To be done
Reproduce the data exactly.

Information supplied

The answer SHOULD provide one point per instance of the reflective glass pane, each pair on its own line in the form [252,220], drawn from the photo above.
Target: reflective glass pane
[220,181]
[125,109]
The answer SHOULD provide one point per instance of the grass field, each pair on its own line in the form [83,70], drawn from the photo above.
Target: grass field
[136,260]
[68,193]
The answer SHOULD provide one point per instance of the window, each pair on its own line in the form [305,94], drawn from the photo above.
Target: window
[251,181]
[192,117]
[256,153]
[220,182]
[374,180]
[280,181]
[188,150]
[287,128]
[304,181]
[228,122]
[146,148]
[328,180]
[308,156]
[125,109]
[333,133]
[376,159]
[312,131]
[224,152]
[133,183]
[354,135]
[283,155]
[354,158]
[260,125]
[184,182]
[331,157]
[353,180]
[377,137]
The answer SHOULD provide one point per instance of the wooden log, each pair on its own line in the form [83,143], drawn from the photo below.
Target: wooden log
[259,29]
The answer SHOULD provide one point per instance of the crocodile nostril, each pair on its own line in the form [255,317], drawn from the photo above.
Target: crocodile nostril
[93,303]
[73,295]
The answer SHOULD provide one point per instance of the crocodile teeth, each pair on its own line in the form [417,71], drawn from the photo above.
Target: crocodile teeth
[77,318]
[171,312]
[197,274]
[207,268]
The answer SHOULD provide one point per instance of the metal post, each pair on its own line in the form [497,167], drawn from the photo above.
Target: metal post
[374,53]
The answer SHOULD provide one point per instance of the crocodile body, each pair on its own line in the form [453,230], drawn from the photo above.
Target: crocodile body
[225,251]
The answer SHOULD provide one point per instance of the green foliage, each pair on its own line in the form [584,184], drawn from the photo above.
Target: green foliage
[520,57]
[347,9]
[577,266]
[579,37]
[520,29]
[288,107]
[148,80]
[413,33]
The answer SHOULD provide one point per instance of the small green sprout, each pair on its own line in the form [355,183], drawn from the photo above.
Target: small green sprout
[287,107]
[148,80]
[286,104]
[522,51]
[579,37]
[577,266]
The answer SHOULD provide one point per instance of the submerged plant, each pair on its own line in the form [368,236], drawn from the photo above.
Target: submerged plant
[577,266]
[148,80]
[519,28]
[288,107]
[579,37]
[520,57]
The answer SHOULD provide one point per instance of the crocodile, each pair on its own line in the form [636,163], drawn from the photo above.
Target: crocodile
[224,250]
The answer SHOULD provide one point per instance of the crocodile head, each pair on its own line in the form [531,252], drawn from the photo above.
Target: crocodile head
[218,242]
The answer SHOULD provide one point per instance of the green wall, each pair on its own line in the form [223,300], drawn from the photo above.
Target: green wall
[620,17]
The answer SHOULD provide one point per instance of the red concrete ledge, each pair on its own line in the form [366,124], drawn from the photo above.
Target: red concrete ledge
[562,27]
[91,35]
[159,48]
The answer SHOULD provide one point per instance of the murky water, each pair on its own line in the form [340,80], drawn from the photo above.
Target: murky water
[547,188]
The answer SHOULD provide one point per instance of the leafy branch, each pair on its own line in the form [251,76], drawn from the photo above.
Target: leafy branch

Result for this exercise
The answer SHOULD provide one point per instance of the reflective glass pane, each pair on its own line in the form [252,220], drawn from the photo above.
Target: reflective glass pane
[220,181]
[125,109]
The answer SHOULD provide one point per instance of the grass field, each pair on its own line in the form [83,70], drawn from the photo above.
Target: grass field
[136,260]
[68,193]
The answer SHOULD provide one point per instance of the window, each pair on its own line in the form [305,94], drawn from the photo above.
Target: window
[251,181]
[192,117]
[256,153]
[220,182]
[374,180]
[280,181]
[188,150]
[287,128]
[304,181]
[228,122]
[146,148]
[328,180]
[308,156]
[125,109]
[333,133]
[376,159]
[312,131]
[224,152]
[133,183]
[354,135]
[283,155]
[354,158]
[260,125]
[184,182]
[331,157]
[353,180]
[377,137]
The answer SHOULD provide one point per instance of the wooden log, each pair on its own line in the form [83,143], drawn from the photo below.
Target: wooden log
[259,29]
The answer SHOULD provide one point per instance of the crocodile nostril, each pair on its own line in the form [255,317], drawn from the photo above.
Target: crocodile nostril
[93,303]
[73,295]
The answer SHOULD provide one point per instance of the crocodile teeth, each pair on its own line in the form [417,71], drawn from the photo above.
Target: crocodile teeth
[77,318]
[171,312]
[197,274]
[207,268]
The answer SHOULD provide one point per instance of the metal post, each pair on its own line in the form [497,167], drawn from the photo above.
Target: metal post
[374,53]
The answer SHOULD provide one point per instance of the crocodile body, each pair on its own line in the form [453,230], drawn from the photo above.
Target: crocodile body
[225,251]
The answer SHOULD provide one point per instance of the green foliage, each pair on its own line in the form [584,184], drawn from the photo above.
Target: green foliage
[520,57]
[347,9]
[577,266]
[579,37]
[520,29]
[288,107]
[148,80]
[413,33]
The answer SHOULD provide one point per instance of the small green sprout, each pair on its own line in the form [355,183], drawn from the photo above.
Target: small green sprout
[287,107]
[148,80]
[286,104]
[522,51]
[579,37]
[577,266]
The answer SHOULD provide one point per instance of the submerged plant, each pair on its own line in the form [368,236], drawn from the photo above.
Target: submerged plant
[577,266]
[148,80]
[519,28]
[288,107]
[579,37]
[520,57]
The answer SHOULD provide one point per instance of the crocodile, each pair on its own line in the form [636,163], drawn from the photo above.
Target: crocodile
[224,250]
The answer SHOULD provide one point per instance of the crocodile head, each pair on its own line in the form [531,252], drawn from the photo above.
Target: crocodile head
[218,242]
The answer SHOULD provide one point per instance of the green wall, each pair on its own line in the form [223,300], drawn from the photo above.
Target: green wall
[620,17]
The answer SHOULD provide one point per instance of the red concrete ledge, each pair on its own line in the form [366,124], drawn from the photo above.
Target: red concrete ledge
[562,27]
[91,35]
[159,48]
The answer SHOULD provide one point per instance of the murky water, each pair on its own line in the form [340,80], drawn from the photo above.
Target: murky water
[547,188]
The answer SHOULD provide one point per instance of the leafy branch, each pair on its own line in the form [251,76], drawn from the photo above.
Target: leafy branch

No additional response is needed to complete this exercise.